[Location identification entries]
## Start

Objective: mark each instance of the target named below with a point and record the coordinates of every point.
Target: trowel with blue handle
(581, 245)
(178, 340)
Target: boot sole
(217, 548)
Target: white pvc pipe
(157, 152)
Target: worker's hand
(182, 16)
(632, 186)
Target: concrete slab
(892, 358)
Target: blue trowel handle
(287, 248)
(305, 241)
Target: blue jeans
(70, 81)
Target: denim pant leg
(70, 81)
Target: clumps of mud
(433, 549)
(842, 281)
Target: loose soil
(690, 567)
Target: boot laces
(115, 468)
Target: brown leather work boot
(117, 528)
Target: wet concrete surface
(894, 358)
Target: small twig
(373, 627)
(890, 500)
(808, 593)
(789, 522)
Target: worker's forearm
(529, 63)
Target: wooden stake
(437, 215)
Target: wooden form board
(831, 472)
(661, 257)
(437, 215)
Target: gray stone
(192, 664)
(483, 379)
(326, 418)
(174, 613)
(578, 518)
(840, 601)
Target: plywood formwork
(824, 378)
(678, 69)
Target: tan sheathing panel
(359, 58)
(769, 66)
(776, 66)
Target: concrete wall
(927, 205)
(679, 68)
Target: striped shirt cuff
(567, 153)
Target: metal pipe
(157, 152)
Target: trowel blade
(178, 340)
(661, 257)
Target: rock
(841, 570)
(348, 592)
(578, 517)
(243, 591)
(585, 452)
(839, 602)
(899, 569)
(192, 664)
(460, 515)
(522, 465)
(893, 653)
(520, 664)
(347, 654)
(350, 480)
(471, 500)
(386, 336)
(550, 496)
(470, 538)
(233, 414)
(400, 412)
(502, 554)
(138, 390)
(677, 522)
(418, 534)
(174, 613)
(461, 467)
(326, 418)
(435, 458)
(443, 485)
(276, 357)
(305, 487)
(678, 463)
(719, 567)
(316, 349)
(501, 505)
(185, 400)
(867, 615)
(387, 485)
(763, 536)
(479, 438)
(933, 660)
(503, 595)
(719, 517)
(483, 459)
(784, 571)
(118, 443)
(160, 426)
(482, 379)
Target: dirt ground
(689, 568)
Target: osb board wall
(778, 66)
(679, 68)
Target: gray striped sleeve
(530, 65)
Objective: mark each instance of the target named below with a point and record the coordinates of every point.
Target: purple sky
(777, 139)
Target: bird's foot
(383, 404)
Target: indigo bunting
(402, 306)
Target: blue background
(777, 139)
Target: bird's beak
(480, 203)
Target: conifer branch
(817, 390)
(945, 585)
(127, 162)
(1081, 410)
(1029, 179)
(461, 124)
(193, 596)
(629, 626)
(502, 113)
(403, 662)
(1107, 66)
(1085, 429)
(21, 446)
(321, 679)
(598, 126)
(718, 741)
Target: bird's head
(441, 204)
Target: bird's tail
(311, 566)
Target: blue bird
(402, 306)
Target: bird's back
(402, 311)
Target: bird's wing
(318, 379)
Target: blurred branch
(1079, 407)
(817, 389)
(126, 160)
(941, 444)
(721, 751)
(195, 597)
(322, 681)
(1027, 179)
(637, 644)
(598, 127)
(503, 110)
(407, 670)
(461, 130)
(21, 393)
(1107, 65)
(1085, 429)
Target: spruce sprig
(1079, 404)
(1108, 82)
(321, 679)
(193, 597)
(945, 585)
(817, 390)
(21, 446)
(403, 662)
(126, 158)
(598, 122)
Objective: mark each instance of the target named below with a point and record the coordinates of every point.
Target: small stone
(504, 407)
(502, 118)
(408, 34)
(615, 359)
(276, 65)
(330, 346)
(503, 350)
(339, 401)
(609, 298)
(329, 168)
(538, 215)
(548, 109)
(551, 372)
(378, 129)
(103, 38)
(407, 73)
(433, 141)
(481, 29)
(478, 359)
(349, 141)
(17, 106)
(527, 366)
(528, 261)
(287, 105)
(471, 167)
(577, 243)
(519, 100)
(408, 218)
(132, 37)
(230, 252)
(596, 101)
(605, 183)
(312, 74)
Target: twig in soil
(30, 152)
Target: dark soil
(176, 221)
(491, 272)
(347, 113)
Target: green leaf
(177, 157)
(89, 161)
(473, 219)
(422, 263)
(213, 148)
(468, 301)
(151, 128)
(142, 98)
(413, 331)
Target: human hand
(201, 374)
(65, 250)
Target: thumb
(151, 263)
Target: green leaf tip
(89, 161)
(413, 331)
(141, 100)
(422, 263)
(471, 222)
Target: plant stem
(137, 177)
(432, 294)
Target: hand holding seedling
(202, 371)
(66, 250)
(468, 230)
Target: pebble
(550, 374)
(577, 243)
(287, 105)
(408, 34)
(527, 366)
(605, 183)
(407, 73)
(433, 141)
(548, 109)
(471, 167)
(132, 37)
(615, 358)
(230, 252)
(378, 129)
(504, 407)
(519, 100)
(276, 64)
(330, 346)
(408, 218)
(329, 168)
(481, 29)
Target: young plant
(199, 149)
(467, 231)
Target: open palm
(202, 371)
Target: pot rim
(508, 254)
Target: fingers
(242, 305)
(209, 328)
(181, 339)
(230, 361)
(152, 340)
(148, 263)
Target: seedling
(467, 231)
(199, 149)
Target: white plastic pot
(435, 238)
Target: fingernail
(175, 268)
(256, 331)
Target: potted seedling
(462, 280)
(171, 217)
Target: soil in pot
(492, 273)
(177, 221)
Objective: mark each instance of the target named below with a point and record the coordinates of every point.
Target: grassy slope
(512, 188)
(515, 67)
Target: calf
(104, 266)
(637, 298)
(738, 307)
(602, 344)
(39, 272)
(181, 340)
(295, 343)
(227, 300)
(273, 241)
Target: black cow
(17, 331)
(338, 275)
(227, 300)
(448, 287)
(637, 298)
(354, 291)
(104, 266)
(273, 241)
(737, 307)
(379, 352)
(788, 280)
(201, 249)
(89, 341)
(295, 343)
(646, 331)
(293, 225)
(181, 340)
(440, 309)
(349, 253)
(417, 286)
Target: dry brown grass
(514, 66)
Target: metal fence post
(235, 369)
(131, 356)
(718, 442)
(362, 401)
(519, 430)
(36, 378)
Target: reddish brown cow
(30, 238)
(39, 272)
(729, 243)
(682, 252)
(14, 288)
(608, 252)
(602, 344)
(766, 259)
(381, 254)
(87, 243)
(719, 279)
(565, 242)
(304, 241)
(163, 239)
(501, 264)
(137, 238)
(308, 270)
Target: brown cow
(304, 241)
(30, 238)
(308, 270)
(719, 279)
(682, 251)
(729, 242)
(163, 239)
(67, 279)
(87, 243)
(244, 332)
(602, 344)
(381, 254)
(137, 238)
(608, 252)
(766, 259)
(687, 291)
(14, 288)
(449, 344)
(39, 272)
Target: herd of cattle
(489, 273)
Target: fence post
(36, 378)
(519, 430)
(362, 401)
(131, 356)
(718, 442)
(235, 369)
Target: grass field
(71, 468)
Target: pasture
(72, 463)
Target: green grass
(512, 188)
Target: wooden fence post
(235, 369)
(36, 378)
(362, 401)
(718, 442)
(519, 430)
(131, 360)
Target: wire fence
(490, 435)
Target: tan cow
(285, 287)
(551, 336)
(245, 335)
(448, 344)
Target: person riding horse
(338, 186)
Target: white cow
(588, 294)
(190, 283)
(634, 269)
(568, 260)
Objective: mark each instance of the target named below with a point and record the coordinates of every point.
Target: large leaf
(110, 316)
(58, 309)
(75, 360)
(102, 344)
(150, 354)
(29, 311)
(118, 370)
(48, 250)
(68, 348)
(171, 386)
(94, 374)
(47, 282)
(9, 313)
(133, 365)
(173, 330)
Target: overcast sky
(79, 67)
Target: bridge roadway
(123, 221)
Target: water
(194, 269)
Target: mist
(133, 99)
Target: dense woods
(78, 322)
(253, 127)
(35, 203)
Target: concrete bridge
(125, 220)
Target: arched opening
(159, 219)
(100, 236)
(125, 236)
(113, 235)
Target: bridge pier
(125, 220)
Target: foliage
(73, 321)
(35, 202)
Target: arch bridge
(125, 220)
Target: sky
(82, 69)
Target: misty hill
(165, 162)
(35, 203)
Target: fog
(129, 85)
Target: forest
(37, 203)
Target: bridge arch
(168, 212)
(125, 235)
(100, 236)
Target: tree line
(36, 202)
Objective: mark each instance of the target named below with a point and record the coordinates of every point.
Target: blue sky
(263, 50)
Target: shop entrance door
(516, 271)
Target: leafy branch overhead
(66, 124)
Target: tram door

## End

> **SHORT PROBLEM**
Write out only what runs from the line holding "Target: overcast sky" through the last line of the records, exactly as shown.

> **ANSWER FOR THIS EXERCISE**
Target: overcast sky
(79, 67)
Target: bridge roadway
(123, 221)
Target: water
(194, 269)
Target: mist
(133, 99)
Target: dense woods
(78, 322)
(253, 127)
(35, 203)
Target: concrete bridge
(125, 220)
Target: arched opening
(159, 219)
(100, 236)
(125, 236)
(113, 235)
Target: bridge pier
(125, 220)
Target: foliage
(73, 321)
(35, 202)
Target: arch bridge
(125, 220)
Target: sky
(82, 69)
Target: misty hill
(165, 162)
(35, 203)
Target: fog
(129, 85)
Target: forest
(37, 203)
Target: bridge arch
(168, 212)
(125, 235)
(100, 236)
Target: tree line
(36, 202)
Objective: mark each instance of the target named below with a point and record the coordinates of every point.
Target: blue sky
(263, 50)
Target: shop entrance door
(516, 271)
Target: leafy branch overhead
(66, 124)
Target: tram door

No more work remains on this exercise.